- **Task brief**
Could you format everything below, from the line containing "instance of blue" down to the line containing "left=285, top=147, right=358, bottom=211", as a two-column CSV with the headers item_text and boxes? Give one row per item, put each item's text and its answer in their own quoted fields with line breaks turned into spaces, and leave the pictures out.

- **Exercise inputs**
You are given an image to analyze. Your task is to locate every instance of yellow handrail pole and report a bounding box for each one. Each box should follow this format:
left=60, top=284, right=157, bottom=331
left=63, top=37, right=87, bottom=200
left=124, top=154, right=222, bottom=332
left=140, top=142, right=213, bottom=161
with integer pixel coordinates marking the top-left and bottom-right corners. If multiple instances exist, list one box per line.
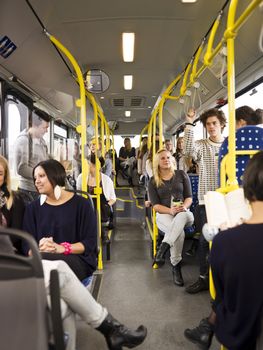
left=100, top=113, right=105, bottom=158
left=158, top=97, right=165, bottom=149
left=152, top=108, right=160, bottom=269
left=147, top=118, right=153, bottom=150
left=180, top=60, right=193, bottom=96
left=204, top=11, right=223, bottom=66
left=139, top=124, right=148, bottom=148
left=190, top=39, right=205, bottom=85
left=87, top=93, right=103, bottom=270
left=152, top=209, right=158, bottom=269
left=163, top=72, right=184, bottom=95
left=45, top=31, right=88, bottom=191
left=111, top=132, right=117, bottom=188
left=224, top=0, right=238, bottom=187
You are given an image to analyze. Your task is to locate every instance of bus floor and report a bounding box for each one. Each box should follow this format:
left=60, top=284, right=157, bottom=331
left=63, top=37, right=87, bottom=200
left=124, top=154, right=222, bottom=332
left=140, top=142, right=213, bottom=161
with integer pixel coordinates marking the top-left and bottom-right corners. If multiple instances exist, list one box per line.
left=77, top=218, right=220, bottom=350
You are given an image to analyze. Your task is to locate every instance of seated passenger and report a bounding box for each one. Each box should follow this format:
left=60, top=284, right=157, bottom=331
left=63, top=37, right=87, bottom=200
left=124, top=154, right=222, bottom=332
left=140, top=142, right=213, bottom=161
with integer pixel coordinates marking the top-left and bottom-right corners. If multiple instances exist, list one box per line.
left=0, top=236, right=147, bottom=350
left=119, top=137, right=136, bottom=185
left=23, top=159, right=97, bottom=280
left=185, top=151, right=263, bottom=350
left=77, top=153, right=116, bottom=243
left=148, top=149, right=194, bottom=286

---

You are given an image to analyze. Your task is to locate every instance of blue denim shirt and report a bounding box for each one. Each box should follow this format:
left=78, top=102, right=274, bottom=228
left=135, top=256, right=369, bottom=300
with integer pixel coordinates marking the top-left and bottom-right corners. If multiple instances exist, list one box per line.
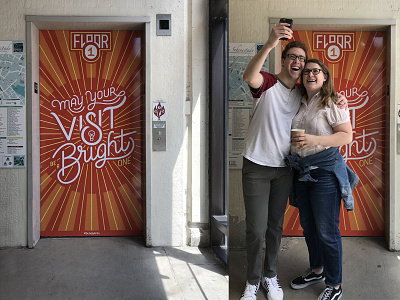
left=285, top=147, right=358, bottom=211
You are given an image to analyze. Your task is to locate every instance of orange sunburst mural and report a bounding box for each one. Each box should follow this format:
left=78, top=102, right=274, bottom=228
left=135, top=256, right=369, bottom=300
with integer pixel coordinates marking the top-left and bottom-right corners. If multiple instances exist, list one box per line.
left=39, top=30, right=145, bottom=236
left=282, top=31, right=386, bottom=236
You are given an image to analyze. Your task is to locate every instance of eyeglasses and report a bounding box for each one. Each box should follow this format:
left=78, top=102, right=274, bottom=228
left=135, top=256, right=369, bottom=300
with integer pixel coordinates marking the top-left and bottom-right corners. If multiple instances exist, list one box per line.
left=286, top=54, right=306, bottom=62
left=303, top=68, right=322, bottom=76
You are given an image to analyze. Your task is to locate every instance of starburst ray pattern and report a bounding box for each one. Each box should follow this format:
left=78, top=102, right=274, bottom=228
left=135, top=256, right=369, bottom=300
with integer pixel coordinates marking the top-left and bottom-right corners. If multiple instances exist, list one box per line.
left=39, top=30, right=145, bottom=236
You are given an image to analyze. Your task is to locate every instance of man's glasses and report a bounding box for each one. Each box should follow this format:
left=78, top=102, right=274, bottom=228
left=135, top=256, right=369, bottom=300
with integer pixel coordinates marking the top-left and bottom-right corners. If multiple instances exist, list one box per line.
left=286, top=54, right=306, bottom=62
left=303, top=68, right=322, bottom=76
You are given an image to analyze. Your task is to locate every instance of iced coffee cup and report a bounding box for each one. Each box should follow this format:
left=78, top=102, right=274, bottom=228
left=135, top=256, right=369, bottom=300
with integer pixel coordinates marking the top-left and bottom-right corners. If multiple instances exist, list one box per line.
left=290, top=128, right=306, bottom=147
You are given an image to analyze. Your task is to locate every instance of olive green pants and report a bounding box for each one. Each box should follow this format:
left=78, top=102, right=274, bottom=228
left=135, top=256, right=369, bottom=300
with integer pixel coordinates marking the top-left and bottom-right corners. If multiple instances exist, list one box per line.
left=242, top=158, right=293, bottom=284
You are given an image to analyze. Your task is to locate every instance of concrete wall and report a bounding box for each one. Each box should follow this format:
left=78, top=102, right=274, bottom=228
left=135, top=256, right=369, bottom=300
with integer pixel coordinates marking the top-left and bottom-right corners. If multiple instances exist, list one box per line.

- **Written reply**
item_text,boxes
"You are given an image to analyze. Your task is to locate every instance of blue denim shirt and report a bounding box for each one. Each box should follow this format: left=78, top=102, right=274, bottom=228 left=135, top=256, right=369, bottom=300 with integer pixel coordinates marking the top-left and bottom-right corners. If multiple instances exist, list one box per line.","left=285, top=147, right=358, bottom=211"